**Text shown**
[Start of section]

↵5 In this parallel, the network in our LIM is not intended to represent an actual network of neurons in the brain per se, and the convergent bottlenecks induced are not intended as a literal number of neurons in a natural neural network. Real networks in the brain receive information in much higher dimensional format, where the relevant variables are yet to be isolated. Further, they have to cope with noise on these inputs, in the learning signal, and the even the neurons themselves are stochastic. Our model is a highly idealized version of the computations underlying probabilistic judgment, and specifics like the number of units in the bottleneck or the number of layers etc. cannot be directly compared to biologically realistic analogs.
↵6 Crucially however, the stimuli actually used in the experiment are much better represented in the query distribution during training – leading to differences in the predictions made by the Learned Inference Models trained on different query distributions from each experiment. The uniformly random inputs primarily serve to add some noise to prevent the Learned Inference Model from overfitting in cases where the experimental stimuli only query a very small number of unique sample sizes and diagnosticities.
↵7 This previous experience can take several forms and, via various other mechanisms independent of experimental design, lead to biased inference in the kinds of “real-world” questions studied in the base rate neglect literature. Some possible mechanisms include having learned the covariance of the prior and posterior in that domain from experience outside the context of the experiment, using similar mechanisms to a Learned Inference Model, or entirely different mechanisms like the failure to map the presented data generating process onto intuitive causal mechanisms for that domain. We discuss some of these alternative models for base rate neglect in greater detail in the section on ‘Connections to other models for judgment errors’. The unique prediction of our model in this case is not of replicating base rate neglect per se, but of replicating the influence of experimental design on the extent of base rate neglect.

[End of section]

**Task statement**
Translate this sentence from the footnotes into Spanish: "Real networks in the brain receive information in much higher dimensional format, where the relevant variables are yet to be isolated." The records aren't needed here.

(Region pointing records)
[Start of section]

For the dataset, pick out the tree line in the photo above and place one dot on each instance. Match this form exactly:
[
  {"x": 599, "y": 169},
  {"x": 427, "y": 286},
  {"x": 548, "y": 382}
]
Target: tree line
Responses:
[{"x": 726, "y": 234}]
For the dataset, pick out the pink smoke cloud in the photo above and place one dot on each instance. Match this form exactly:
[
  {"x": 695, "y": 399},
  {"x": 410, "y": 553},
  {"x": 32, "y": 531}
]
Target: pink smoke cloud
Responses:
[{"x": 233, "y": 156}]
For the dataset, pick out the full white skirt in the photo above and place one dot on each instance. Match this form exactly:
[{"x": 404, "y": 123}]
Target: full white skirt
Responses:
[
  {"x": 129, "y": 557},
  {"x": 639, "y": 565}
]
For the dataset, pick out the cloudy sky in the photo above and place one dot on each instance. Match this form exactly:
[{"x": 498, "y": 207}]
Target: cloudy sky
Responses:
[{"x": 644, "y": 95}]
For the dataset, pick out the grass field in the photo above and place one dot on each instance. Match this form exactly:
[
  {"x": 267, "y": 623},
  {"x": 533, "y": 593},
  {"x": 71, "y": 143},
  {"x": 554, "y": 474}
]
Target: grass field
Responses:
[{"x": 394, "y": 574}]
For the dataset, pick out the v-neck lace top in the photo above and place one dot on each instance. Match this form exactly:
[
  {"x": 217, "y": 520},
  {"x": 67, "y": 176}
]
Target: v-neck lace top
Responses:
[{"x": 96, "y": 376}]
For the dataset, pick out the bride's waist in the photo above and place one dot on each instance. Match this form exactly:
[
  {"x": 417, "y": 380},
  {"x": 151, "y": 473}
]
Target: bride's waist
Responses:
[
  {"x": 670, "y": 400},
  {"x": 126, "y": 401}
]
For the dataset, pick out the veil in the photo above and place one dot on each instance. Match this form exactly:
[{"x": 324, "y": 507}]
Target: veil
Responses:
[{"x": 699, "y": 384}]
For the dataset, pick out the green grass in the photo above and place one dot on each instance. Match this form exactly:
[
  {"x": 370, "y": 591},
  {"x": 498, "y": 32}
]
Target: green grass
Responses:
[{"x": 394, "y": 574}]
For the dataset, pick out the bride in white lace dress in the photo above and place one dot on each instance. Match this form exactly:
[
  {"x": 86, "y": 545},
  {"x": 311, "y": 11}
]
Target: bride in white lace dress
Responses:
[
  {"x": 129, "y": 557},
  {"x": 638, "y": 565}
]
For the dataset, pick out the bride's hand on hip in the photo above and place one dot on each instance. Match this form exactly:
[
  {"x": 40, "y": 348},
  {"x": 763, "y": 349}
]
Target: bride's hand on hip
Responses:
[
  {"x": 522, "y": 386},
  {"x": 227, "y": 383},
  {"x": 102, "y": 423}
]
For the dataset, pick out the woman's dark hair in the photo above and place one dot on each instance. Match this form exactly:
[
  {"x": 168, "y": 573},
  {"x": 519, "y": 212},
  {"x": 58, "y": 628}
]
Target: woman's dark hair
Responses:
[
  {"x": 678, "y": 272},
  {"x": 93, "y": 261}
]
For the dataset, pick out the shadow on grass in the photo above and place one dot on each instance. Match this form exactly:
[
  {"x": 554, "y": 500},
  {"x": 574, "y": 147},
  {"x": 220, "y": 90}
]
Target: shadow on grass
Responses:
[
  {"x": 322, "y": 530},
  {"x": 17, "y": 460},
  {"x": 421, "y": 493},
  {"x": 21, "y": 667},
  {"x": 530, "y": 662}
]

[End of section]

**Exercise result**
Las redes reales del cerebro reciben información en un formato de dimensionalidad mucho mayor, en el que las variables relevantes aún no se han aislado.